What is needed —
Copy each of the records below line for line, with no character changed.

Data extract —

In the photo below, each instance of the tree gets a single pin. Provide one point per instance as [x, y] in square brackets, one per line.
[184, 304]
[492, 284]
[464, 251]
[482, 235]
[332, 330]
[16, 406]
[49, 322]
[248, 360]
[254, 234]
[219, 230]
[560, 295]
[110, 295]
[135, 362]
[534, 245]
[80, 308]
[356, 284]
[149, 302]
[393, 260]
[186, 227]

Result for this task —
In the photo below, each instance of the tree gets a single pin. Provide one point per instance as [x, y] in square brackets, one per line.
[184, 304]
[492, 284]
[464, 251]
[482, 235]
[332, 330]
[16, 406]
[49, 322]
[248, 360]
[254, 234]
[219, 230]
[560, 295]
[110, 295]
[135, 362]
[534, 245]
[80, 308]
[356, 284]
[149, 302]
[393, 260]
[186, 227]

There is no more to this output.